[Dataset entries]
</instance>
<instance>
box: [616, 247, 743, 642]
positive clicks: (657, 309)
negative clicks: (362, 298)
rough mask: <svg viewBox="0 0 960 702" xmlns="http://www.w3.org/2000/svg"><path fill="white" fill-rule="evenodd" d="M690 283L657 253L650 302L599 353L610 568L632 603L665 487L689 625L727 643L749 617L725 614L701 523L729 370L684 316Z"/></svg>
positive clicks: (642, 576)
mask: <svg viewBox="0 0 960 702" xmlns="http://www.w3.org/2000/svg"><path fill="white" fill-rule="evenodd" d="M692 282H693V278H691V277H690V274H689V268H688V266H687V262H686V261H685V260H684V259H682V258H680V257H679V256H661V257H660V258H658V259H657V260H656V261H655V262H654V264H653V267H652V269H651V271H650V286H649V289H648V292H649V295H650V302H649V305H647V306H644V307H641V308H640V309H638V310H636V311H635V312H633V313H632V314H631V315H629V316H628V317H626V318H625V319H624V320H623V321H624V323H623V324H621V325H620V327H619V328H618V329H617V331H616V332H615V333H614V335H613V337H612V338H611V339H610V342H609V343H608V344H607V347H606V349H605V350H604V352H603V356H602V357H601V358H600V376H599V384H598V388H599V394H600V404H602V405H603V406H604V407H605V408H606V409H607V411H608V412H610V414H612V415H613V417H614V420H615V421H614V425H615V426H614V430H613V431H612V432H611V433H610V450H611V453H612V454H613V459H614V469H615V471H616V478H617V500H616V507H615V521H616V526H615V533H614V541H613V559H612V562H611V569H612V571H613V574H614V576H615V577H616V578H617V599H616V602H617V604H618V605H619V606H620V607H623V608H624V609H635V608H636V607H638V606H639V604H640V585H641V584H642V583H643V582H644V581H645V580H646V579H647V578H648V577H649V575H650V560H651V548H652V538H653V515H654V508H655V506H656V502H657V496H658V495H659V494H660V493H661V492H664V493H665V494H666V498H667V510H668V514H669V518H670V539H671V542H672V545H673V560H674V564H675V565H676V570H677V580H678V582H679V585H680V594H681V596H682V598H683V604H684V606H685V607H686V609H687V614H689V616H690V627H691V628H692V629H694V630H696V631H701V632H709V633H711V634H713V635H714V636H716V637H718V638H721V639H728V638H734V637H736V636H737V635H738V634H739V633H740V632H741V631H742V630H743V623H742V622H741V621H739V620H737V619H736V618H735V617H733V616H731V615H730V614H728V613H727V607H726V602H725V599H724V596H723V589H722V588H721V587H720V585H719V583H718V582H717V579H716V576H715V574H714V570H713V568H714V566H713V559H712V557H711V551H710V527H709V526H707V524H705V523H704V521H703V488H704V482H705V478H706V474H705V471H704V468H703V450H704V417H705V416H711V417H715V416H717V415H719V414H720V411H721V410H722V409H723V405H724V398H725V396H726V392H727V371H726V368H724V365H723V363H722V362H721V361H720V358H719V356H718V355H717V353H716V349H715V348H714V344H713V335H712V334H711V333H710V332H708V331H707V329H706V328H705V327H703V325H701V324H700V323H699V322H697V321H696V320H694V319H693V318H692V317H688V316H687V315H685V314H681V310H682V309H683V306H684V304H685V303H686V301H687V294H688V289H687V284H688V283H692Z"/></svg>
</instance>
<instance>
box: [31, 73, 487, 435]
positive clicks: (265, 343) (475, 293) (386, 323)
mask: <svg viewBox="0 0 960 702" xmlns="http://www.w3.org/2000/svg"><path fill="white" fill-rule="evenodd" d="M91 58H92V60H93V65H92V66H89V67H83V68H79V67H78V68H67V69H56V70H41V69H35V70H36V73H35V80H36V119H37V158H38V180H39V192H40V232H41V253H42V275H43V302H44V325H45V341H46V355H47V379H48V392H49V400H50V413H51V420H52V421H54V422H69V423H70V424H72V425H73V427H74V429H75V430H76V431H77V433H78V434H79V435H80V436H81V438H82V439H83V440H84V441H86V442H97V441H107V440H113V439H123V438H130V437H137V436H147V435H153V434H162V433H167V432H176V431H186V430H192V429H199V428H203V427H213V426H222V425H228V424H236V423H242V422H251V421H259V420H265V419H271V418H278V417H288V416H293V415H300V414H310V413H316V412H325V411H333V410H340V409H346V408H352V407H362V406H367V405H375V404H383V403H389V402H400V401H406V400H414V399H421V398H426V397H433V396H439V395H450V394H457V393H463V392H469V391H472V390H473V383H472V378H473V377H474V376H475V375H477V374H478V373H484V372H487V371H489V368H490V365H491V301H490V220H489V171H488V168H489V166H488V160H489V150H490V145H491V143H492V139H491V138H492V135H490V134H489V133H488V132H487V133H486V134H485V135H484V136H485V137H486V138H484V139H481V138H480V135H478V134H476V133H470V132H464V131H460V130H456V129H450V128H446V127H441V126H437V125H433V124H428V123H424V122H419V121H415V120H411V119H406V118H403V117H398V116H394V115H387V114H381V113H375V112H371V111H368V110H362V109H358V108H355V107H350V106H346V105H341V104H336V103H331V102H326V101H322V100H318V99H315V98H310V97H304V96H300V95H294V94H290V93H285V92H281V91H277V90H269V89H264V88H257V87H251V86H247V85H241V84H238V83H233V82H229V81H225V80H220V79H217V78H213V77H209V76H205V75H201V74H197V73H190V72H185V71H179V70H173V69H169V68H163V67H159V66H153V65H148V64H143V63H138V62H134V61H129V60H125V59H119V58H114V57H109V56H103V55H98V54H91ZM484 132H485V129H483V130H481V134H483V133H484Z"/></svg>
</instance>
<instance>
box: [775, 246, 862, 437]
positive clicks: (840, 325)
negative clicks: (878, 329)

**About this task**
Please work out how many lines in the records hold the string "negative", and give only the number.

**Exercise result**
2